I think the need to jump through hoops to disclose anything and anything that might offend someone’s particular sensibilities is a losing battle. What if I want a disclosure on if the content is being hosted via AWS vs some non-magacorp that agrees with my sensibilities more? Or that the power being used by the data center is renewable? Or a disclosure for the author’s every political position so I know if I agree with them and if I should amplify their message and/or generate ad revenue through their site?

At the end of the day, the ideas within the content are what matters. An idea has or does not have merit regardless of if it was produced entirely by a person, or by a person using AI as an editor, or 100% generated by AI. If you need a disclosure on if an idea was produced by AI, you are saying that you have no interest on debating the content on the grounds of the arguments it is making, while simultaneously ceding you can’t tell the difference between someone using AI and someone who isn’t (which undermines one of the primary arguments against AI, that it makes for inferior outputs).

Extracted rows
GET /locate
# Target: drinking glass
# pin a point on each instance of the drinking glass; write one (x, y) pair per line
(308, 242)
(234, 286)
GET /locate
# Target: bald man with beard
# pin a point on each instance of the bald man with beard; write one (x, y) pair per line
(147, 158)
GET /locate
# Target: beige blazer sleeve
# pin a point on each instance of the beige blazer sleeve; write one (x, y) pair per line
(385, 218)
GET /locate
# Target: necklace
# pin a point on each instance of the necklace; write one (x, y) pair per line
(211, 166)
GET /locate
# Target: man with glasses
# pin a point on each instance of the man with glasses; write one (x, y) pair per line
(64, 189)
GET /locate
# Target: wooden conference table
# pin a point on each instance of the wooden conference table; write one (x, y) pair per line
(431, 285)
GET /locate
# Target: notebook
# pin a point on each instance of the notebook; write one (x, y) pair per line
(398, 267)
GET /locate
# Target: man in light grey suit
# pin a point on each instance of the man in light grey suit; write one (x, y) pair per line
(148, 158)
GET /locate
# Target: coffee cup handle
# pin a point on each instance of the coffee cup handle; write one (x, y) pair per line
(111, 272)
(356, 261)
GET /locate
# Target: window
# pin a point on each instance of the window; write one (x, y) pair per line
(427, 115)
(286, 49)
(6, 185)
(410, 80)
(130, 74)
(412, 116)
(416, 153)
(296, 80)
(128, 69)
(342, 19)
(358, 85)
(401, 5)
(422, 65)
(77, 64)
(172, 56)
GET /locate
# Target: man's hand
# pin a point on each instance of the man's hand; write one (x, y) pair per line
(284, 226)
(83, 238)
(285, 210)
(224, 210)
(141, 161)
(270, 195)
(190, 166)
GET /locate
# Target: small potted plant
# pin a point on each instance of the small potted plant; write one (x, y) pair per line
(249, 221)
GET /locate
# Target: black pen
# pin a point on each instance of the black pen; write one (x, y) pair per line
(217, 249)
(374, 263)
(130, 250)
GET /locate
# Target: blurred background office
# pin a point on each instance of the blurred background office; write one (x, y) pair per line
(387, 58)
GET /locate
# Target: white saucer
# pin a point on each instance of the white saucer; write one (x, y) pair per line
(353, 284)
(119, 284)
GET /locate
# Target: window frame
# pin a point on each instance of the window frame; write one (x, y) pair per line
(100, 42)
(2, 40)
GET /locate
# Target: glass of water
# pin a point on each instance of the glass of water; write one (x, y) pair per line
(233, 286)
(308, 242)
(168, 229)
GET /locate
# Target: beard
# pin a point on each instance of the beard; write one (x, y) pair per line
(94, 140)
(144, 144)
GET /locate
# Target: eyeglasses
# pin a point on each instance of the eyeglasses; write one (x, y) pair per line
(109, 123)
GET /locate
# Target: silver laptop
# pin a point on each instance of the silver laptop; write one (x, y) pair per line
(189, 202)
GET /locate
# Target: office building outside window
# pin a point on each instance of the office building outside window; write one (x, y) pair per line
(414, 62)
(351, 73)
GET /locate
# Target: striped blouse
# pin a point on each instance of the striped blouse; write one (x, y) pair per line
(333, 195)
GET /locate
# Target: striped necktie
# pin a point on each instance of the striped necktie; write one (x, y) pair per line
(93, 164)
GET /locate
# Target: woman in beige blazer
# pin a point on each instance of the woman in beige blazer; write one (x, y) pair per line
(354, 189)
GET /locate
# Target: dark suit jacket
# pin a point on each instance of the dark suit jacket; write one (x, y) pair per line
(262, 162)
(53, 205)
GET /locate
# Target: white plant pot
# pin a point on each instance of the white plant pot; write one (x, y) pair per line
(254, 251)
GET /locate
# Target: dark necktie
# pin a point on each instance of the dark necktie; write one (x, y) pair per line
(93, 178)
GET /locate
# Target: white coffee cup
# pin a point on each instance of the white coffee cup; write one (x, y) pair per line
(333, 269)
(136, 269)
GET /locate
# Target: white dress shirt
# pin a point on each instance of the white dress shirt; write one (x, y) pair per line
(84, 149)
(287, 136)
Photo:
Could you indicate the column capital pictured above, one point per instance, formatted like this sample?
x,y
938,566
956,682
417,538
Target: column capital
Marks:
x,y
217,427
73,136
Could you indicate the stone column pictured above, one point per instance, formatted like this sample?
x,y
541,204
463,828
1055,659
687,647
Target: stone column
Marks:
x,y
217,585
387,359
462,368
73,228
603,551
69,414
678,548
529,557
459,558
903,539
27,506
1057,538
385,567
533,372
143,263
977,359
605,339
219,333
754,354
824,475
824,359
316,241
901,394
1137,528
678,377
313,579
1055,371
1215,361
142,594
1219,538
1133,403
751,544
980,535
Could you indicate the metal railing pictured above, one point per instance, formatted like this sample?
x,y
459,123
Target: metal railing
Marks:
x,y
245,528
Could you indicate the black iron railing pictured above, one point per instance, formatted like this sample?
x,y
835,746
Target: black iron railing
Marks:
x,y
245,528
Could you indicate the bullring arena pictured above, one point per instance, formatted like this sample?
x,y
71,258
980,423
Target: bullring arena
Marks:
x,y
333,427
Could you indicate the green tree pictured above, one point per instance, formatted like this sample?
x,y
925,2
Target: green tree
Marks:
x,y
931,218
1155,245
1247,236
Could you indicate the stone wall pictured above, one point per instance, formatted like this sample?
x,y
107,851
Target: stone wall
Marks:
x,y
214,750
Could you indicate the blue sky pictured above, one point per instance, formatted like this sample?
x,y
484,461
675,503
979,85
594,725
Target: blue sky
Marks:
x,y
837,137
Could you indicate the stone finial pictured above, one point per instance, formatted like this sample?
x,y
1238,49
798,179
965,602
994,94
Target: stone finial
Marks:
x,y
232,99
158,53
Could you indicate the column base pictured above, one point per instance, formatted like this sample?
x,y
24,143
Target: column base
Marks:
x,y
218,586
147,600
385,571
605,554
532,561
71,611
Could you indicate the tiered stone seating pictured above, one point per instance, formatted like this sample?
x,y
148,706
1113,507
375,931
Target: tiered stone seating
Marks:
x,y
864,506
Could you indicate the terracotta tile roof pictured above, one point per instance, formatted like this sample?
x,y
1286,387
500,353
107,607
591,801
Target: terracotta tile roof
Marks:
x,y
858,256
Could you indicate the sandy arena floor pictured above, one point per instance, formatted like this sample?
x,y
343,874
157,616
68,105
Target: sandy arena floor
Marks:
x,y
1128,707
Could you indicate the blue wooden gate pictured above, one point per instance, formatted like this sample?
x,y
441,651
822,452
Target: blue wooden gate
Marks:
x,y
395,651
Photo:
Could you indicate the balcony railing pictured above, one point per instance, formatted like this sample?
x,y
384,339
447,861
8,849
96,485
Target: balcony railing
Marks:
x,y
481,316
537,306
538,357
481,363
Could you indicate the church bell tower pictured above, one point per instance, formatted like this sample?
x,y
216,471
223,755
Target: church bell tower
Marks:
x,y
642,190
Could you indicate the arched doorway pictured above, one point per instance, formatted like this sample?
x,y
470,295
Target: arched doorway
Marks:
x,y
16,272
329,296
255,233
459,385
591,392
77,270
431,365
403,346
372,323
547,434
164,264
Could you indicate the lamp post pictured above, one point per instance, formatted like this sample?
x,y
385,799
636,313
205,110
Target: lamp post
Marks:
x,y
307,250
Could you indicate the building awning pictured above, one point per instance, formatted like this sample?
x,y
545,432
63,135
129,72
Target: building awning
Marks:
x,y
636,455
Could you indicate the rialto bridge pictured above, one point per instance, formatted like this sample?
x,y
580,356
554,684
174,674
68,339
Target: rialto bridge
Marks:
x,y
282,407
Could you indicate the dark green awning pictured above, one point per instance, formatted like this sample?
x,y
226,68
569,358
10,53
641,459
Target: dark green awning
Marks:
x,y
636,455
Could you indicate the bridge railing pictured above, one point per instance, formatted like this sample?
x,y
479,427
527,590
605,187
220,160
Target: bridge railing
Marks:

> Exercise requirements
In the comment, which disclosures does the writer say they might want? List every one. The rows have no connection to the comment.

> Exercise solution
- Whether the content is hosted via AWS or by a smaller company that better matches the writer's sensibilities
- Whether the data center uses renewable power
- Every political position the author holds